EXCERPT PROVIDED:
○ ○ ○ ○
How to refer to the current path in this recursive find and replace?

Question

Disclaimer : (off-topic warning) This is not about outputting the list of ignored files actually detected in the repo. This is about ignored paths , even when no file is in fact matching one of these paths.

Context : I'm attempting to write a git alias to "flatten" all .gitignore patterns recursively and output a list of paths as they're seen from the top level .

What I mean with an example:

├─ .git
├─ .gitignore
└─ dir1
    ├─ .gitignore
    ├─ file1.txt
    └─ file2.txt

With these contents in .gitignore files:

# (currently pointing at top-level directory)
$ cat .gitignore
some_path

$ cat dir1/.gitignore
yet_another_path
*.txt

I try to have an alias to output something along the lines of

$ git flattened-ignore-list
some_path
dir1/yet_another_path
dir1/*.txt

What do I have so far?

I know I can search for all .gitignore files in the repo with

find . -name ".gitignore"

which in this case would output

.gitignore
dir1/.gitignore

So I've tried to combine this with cat to get their contents (either of these work)

find . -name ".gitignore" | xargs cat
# or
cat $(find . -name ".gitignore")

with this result:

some_path
yet_another_path
*.txt

which is technically expected but unfortunately unhelpful for what I am trying to achieve. So to (at last!) arrive at my actual question:

How can I, for each result of find , refer to the current path? (in order to eventually prepend it to the line)
○ ○ ○ ○
TASK STATEMENT: Quote the forum question about flattening .gitignore patterns from "Context : I'm" to "at top-level directory)".

(Entries from an annotation dataset)
○ ○ ○ ○
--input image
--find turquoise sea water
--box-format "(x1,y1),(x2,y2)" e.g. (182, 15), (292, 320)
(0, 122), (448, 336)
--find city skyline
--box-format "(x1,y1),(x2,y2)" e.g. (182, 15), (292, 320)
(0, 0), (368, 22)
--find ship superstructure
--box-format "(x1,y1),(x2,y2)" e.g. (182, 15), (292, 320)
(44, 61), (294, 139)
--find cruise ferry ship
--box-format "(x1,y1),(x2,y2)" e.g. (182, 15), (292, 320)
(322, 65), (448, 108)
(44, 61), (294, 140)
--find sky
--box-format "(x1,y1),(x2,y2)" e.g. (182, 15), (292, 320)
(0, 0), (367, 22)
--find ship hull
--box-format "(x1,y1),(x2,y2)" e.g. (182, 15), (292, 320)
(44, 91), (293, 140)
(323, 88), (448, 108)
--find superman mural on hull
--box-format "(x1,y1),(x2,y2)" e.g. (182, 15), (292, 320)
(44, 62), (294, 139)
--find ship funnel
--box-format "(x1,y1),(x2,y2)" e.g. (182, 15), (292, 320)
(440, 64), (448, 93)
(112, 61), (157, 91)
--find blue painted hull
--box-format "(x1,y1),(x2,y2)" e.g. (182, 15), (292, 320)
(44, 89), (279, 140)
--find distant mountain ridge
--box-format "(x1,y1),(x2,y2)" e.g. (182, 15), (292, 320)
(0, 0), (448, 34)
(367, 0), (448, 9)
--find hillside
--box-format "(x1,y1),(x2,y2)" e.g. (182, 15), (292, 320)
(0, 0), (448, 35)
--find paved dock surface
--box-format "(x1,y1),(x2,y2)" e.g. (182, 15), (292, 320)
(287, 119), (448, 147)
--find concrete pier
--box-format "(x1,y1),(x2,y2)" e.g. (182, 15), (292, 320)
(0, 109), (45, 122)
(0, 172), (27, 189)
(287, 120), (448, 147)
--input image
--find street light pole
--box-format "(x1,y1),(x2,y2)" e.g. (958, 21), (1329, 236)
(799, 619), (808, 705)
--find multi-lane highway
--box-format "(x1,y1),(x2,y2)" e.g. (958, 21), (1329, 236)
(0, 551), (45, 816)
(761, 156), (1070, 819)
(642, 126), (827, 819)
○ ○ ○ ○
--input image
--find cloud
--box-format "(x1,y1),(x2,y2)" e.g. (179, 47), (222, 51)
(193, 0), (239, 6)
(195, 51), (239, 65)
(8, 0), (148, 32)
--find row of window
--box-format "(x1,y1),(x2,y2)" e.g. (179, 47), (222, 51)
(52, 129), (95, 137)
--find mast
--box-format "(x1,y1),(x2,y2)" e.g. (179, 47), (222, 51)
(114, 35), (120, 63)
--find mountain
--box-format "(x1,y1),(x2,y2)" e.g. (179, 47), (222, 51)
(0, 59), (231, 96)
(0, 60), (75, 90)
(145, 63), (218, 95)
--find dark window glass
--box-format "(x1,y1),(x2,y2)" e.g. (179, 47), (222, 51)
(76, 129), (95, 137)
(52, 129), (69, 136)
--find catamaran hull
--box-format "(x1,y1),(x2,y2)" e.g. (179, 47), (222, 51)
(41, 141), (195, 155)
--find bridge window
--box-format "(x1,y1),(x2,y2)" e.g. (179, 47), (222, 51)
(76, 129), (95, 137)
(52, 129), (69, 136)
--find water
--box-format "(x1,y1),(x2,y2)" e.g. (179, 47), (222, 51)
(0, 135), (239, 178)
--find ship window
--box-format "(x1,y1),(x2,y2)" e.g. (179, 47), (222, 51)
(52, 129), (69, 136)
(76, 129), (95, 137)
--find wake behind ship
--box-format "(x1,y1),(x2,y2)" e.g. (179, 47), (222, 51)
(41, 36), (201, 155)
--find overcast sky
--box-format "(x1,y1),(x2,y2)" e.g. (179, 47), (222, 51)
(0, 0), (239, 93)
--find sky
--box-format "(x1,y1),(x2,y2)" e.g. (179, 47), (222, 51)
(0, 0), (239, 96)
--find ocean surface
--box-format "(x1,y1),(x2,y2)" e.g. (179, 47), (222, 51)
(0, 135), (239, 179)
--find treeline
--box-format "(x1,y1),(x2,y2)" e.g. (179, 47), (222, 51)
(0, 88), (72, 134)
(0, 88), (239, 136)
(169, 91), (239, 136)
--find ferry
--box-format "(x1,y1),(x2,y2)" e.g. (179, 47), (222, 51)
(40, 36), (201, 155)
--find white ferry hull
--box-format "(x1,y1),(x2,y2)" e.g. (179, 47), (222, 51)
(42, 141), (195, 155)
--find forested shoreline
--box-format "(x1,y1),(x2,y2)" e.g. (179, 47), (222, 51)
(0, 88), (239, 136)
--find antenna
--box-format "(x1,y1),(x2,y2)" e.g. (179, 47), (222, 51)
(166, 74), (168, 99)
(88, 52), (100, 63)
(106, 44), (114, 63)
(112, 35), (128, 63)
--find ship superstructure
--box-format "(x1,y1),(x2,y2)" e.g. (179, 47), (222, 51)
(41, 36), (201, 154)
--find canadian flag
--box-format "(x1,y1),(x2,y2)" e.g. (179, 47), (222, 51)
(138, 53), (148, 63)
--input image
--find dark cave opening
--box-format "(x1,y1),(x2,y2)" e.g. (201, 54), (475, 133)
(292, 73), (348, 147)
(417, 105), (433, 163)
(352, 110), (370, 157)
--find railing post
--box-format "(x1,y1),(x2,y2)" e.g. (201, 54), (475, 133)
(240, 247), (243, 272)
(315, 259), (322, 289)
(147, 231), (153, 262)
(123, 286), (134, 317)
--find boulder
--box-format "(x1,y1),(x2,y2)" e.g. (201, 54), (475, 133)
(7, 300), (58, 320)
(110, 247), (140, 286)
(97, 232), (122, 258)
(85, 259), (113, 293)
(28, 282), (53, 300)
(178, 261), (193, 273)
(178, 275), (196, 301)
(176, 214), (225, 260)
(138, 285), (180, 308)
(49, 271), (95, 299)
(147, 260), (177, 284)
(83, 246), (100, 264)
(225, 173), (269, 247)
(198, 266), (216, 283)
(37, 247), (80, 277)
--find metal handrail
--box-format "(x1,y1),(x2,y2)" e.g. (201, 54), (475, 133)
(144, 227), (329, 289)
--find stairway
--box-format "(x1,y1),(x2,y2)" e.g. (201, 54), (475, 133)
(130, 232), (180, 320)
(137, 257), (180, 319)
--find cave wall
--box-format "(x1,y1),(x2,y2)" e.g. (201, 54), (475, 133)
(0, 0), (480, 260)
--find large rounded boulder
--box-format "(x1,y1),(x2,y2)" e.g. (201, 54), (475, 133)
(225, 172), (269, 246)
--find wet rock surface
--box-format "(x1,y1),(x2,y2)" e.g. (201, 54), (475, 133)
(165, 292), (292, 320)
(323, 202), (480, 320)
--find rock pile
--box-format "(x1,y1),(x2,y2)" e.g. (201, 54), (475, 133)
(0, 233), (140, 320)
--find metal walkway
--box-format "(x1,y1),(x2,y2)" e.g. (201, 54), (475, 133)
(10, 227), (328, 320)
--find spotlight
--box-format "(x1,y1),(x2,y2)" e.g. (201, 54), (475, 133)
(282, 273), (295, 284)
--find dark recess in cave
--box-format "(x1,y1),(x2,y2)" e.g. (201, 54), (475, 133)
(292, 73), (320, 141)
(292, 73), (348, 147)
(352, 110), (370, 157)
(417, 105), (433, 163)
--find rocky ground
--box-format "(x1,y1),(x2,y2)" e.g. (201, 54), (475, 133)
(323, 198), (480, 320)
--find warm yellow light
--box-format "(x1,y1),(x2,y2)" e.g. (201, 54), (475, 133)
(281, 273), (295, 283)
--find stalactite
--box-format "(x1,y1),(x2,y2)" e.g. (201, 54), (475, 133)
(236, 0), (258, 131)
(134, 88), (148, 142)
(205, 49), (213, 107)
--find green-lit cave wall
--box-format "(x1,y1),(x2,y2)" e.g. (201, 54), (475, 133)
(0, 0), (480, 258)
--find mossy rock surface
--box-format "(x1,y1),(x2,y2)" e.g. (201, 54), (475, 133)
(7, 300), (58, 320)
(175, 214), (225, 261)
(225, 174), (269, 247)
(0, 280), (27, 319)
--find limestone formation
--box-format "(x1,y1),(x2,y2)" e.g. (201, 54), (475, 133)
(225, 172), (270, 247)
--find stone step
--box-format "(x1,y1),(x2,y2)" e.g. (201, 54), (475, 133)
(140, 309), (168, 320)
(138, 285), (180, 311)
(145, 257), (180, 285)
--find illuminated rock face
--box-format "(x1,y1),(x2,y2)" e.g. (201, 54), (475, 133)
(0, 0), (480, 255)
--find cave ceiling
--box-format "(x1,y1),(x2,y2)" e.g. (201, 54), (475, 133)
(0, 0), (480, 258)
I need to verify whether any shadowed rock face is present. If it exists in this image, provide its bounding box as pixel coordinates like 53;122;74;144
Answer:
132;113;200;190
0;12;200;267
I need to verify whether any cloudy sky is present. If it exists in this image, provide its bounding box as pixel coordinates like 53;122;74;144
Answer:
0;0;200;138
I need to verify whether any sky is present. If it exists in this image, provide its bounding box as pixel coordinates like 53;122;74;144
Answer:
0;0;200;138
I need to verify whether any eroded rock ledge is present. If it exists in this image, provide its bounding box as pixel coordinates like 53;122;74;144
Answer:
○ ○ ○ ○
SOLVED PROBLEM:
Context : I'm attempting to write a git alias to "flatten" all .gitignore patterns recursively and output a list of paths as they're seen from the top level .

What I mean with an example:

├─ .git
├─ .gitignore
└─ dir1
    ├─ .gitignore
    ├─ file1.txt
    └─ file2.txt

With these contents in .gitignore files:

# (currently pointing at top-level directory)